_DESCRIPTION OF THE TASK:_ Take the material below and write it all out again exactly.

START MATERIALS PROVIDED

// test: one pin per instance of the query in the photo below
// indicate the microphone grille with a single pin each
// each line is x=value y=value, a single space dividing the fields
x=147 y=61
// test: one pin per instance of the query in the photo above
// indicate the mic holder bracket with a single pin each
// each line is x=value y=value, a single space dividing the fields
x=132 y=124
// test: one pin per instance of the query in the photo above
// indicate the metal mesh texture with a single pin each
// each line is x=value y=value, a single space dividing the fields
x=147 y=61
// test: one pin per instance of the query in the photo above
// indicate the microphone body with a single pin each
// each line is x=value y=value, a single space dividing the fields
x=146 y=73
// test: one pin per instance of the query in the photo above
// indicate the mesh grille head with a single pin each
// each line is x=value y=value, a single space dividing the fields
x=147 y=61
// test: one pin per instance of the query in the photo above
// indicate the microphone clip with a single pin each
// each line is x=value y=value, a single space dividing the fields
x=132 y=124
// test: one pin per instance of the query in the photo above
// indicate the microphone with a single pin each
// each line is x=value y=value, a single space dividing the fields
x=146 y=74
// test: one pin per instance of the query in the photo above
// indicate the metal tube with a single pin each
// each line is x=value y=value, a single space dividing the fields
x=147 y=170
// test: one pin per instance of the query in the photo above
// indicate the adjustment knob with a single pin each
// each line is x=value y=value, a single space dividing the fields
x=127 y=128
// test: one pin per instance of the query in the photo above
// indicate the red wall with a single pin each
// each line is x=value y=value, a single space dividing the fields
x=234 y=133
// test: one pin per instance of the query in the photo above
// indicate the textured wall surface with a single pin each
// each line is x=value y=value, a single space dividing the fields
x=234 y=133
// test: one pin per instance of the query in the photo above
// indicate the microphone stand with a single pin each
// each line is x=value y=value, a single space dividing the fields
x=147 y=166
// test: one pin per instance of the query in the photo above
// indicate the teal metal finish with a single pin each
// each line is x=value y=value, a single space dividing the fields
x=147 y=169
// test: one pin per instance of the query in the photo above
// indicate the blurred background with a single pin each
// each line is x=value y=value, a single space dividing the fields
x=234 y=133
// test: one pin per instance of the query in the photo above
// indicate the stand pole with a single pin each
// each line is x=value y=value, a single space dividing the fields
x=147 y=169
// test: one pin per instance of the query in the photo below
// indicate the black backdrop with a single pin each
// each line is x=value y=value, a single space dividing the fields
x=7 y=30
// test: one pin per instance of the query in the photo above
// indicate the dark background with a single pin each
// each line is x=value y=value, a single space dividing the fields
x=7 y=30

END MATERIALS PROVIDED

_OUTPUT OF THE TASK:_
// test: one pin per instance of the query in the photo below
// indicate the microphone grille with a single pin each
// each line is x=value y=value, a single space dividing the fields
x=147 y=61
// test: one pin per instance of the query in the photo above
// indicate the mic holder bracket with a single pin each
// each line is x=value y=value, a single space dividing the fields
x=132 y=124
// test: one pin per instance of the query in the photo above
// indicate the metal mesh texture with a single pin each
// each line is x=value y=value, a single space dividing the fields
x=147 y=61
// test: one pin per instance of the query in the photo above
// indicate the microphone body with a single pin each
// each line is x=value y=value, a single space dividing the fields
x=146 y=73
// test: one pin per instance of the query in the photo above
// indicate the mesh grille head with a single pin each
// each line is x=value y=value, a single space dividing the fields
x=147 y=61
// test: one pin per instance of the query in the photo above
// indicate the microphone clip with a single pin each
// each line is x=value y=value, a single space dividing the fields
x=132 y=124
// test: one pin per instance of the query in the photo above
// indicate the microphone with a single pin each
// each line is x=value y=value, a single space dividing the fields
x=146 y=74
// test: one pin per instance of the query in the photo above
// indicate the metal tube with a single pin each
// each line is x=value y=value, a single space dividing the fields
x=147 y=170
// test: one pin per instance of the query in the photo above
// indicate the adjustment knob with a single pin each
// each line is x=value y=value, a single space dividing the fields
x=127 y=128
// test: one pin per instance of the query in the photo above
// indicate the red wall with a single pin each
// each line is x=value y=value, a single space dividing the fields
x=234 y=133
// test: one pin per instance of the query in the photo above
// indicate the textured wall surface with a single pin each
// each line is x=value y=value, a single space dividing the fields
x=234 y=133
// test: one pin per instance of the query in the photo above
// indicate the microphone stand with a single pin each
// each line is x=value y=value, a single space dividing the fields
x=147 y=166
// test: one pin per instance of the query in the photo above
// indicate the teal metal finish with a single pin each
// each line is x=value y=value, a single space dividing the fields
x=147 y=169
// test: one pin per instance of the query in the photo above
// indicate the blurred background with a single pin each
// each line is x=value y=value, a single space dividing the fields
x=234 y=133
// test: one pin per instance of the query in the photo above
// indicate the stand pole with a single pin each
// each line is x=value y=value, a single space dividing the fields
x=147 y=169
// test: one pin per instance of the query in the photo below
// indicate the black backdrop with a single pin each
// each line is x=value y=value, a single space dividing the fields
x=7 y=30
// test: one pin per instance of the query in the photo above
// indicate the dark background with a single pin each
// each line is x=value y=value, a single space dividing the fields
x=7 y=30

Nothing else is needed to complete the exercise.